* _Dataset records_:
• • • • •
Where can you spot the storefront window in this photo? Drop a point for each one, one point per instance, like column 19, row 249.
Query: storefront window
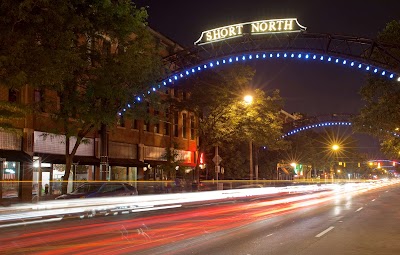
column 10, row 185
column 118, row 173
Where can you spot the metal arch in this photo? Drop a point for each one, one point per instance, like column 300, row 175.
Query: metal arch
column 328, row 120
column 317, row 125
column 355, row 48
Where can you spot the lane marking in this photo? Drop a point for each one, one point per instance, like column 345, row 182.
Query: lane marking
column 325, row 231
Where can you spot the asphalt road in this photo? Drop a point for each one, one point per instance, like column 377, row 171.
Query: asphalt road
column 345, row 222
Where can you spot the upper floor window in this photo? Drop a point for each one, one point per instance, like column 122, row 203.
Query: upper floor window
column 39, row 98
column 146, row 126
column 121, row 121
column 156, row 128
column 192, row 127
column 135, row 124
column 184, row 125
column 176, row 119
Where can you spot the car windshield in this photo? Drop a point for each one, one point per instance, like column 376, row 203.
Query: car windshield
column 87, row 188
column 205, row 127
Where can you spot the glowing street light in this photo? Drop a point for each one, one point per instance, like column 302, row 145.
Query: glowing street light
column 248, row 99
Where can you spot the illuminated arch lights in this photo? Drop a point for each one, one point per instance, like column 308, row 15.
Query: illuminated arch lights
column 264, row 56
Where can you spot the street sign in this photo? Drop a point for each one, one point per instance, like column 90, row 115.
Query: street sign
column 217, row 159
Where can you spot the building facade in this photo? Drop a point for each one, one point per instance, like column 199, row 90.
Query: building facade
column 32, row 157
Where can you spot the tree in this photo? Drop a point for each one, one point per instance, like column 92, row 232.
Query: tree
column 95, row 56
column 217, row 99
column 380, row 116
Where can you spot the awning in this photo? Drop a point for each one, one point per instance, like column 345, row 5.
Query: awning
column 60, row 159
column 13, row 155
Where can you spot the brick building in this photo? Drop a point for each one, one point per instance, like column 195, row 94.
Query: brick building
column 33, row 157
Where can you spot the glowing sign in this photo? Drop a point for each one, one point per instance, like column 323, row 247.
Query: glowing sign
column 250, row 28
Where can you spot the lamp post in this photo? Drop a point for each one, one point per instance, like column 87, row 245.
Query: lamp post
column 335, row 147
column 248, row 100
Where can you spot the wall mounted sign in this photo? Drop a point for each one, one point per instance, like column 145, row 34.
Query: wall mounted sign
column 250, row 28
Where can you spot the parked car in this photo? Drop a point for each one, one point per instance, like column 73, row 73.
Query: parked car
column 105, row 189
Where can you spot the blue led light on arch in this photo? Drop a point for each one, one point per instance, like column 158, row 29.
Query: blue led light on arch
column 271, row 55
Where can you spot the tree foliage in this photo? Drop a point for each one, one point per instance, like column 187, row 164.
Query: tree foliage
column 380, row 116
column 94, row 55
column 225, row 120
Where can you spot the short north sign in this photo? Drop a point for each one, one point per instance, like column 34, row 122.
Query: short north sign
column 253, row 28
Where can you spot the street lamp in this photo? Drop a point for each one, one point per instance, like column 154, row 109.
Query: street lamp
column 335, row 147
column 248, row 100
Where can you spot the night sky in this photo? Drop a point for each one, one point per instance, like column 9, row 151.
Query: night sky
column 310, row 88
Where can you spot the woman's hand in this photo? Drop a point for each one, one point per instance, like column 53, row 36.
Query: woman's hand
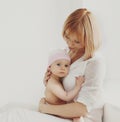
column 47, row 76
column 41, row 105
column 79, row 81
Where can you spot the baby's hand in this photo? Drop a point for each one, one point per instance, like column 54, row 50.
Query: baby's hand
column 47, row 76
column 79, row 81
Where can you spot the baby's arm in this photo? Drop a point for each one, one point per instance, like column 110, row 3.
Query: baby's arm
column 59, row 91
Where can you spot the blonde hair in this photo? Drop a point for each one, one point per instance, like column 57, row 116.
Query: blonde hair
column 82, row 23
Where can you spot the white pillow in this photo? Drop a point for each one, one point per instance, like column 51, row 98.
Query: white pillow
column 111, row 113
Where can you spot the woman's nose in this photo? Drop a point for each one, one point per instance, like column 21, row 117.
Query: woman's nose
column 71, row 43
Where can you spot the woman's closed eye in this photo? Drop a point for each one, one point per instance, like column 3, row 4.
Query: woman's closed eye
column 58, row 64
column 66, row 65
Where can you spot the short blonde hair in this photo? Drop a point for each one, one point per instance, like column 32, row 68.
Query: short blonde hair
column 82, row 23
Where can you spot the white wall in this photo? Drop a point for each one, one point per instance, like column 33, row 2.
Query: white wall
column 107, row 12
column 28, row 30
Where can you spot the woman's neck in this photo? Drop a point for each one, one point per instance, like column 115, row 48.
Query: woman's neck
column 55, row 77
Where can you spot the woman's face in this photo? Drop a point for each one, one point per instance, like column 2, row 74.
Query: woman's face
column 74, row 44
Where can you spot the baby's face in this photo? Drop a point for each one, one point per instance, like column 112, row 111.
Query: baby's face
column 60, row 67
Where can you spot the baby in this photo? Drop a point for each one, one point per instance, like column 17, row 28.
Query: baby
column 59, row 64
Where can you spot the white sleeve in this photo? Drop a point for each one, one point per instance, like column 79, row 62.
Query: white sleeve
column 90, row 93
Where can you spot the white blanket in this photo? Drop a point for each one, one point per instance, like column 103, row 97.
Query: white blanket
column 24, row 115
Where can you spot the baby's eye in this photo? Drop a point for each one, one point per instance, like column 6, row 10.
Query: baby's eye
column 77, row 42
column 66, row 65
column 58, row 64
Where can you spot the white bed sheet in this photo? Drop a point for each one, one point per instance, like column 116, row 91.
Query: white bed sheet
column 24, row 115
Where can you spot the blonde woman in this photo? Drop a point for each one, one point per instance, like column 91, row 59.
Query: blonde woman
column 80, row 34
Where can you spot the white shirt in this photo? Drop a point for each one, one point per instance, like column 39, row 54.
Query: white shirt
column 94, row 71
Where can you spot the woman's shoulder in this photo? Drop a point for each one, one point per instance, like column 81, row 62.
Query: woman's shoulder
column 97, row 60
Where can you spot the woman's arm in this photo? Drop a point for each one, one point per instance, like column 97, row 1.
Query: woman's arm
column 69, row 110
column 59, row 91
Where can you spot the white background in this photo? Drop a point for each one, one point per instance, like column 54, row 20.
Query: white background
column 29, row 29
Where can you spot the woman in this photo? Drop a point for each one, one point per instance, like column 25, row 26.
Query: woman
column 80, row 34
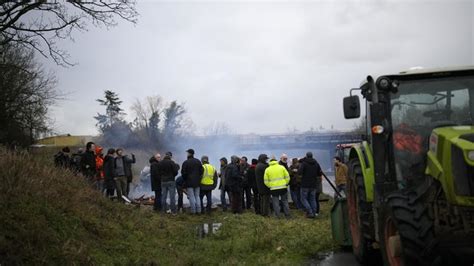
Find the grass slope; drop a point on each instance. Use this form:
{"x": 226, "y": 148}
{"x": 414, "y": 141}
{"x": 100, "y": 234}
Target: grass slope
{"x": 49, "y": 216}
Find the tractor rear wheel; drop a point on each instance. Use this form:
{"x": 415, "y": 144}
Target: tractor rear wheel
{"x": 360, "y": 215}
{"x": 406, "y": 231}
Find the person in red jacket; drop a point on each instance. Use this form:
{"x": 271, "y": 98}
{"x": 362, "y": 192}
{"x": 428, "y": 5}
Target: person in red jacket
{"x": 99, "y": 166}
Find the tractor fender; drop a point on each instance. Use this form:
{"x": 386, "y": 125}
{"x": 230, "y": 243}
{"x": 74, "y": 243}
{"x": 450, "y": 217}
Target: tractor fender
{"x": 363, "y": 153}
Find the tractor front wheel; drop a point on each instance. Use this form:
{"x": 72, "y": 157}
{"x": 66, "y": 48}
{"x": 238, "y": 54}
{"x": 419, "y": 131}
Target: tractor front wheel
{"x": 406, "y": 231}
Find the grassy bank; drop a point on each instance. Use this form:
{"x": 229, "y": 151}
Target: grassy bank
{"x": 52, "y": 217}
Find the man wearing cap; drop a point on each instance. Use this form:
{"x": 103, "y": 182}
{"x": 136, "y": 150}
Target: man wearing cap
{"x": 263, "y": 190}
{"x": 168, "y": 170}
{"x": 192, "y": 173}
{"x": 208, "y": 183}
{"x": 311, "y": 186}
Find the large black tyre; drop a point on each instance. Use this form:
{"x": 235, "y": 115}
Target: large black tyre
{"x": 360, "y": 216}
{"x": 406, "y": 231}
• • • • •
Reproduce word for word the lines of the records above, from the line that contains "Where can you spot the woman's face" through the line that contains "column 60, row 67", with both of those lines included.

* _Worked solution_:
Where can you spot the woman's face in this photo? Drop a point for each one, one point per instance, like column 2, row 74.
Query: woman's face
column 74, row 44
Where can you spot the baby's face in this photo? Drop a point for each one, one point per instance, like column 112, row 111.
Query: baby's face
column 60, row 67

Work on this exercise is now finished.